--- begin ---

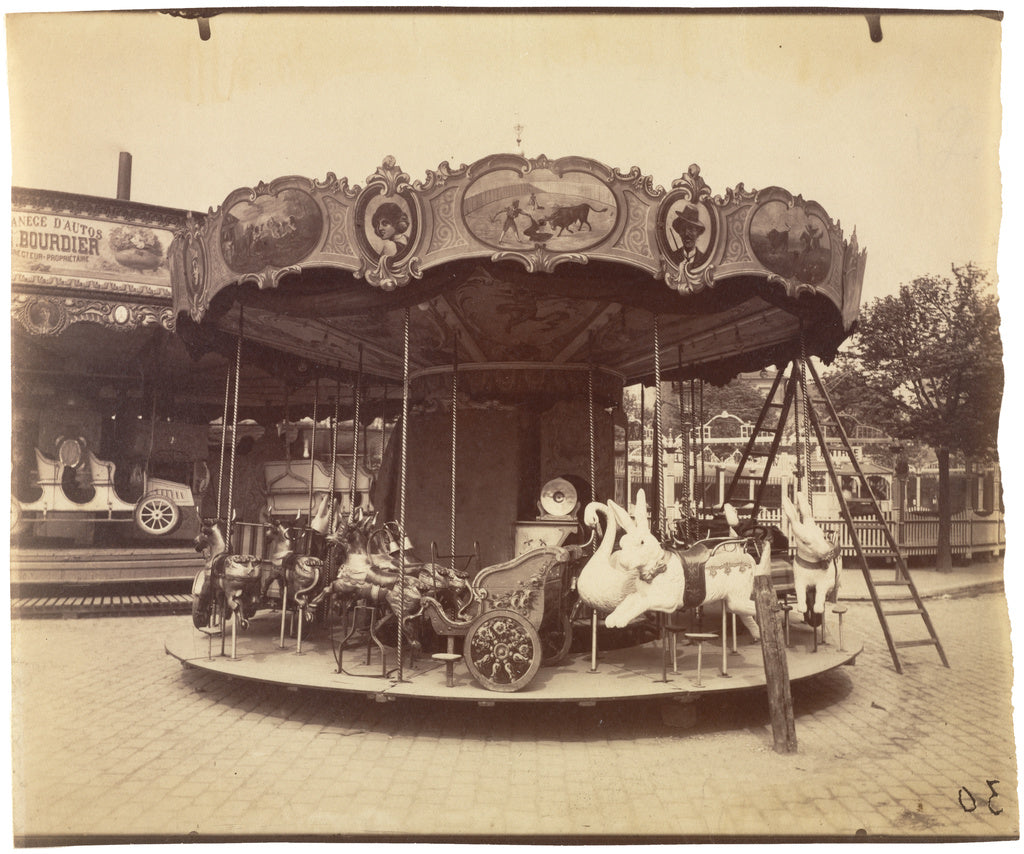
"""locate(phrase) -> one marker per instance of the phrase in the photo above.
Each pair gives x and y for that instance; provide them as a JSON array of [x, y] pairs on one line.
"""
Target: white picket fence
[[973, 535]]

--- end ---

Rewrite the entries above with "photo" replaced by "image" and nothing else changed. Leave the pictures out.

"""locate(phrase) -> one marker per instance of the phrase in the image above.
Each pair gives x and y for that instance; provide them as a JSON array of [x, y] pairs on one line.
"""
Target: white picket fence
[[973, 535]]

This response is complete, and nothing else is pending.